* AIM OF THE TASK *
If a line of the records contains the word "deck", list it.

* THE RECORDS *
----

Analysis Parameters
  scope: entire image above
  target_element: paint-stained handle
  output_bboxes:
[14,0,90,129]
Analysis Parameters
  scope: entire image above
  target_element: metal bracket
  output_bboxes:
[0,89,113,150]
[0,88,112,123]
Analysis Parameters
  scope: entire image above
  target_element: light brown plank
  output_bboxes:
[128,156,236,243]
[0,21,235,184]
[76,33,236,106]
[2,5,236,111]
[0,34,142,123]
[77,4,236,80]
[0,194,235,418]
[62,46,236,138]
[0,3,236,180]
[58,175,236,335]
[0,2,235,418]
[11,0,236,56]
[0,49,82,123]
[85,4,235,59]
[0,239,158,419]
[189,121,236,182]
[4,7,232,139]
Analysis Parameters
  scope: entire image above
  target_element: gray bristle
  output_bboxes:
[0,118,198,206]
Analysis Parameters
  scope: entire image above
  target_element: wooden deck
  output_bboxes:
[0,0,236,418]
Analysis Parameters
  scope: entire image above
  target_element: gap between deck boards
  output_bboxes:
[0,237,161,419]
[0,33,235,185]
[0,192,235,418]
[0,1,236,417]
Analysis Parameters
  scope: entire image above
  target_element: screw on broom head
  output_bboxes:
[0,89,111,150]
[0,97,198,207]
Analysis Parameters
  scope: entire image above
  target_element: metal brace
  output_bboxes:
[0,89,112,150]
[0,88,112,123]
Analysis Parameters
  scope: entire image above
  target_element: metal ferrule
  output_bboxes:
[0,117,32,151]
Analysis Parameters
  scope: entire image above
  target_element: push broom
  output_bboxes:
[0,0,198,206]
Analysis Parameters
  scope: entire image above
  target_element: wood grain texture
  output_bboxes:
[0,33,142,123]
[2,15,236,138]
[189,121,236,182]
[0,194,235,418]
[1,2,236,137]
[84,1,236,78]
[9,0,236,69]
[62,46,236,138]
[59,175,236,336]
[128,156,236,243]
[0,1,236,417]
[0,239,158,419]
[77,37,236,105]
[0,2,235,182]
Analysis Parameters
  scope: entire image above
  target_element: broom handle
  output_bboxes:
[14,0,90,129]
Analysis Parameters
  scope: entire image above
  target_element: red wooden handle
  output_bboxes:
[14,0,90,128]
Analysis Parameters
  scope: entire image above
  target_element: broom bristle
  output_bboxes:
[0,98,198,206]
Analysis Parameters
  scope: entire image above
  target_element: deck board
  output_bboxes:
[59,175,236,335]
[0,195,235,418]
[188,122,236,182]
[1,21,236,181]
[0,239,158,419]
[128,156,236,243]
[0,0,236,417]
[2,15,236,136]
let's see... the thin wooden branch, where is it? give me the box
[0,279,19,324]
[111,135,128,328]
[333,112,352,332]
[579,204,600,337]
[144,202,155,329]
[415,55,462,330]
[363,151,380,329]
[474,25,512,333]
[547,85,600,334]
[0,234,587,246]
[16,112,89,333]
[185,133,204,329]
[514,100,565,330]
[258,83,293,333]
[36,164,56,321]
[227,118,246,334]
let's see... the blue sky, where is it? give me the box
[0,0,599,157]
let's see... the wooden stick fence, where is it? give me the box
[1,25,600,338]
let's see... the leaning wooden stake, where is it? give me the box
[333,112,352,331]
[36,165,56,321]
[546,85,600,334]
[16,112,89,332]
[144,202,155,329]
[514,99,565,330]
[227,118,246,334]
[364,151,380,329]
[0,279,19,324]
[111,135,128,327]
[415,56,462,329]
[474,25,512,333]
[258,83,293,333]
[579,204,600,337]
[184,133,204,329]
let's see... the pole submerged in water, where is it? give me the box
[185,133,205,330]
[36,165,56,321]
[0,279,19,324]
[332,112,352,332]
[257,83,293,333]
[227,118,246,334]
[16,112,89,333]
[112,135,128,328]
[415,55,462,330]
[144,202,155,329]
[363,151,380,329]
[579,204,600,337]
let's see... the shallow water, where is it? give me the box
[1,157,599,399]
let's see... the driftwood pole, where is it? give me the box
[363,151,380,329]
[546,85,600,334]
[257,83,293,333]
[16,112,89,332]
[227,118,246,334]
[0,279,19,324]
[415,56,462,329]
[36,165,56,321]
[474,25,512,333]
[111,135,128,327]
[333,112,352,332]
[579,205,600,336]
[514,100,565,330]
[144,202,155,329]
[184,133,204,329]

----

* YOUR RESPONSE *
  target_element: wooden deck
  target_element: gap between deck boards
  target_element: deck board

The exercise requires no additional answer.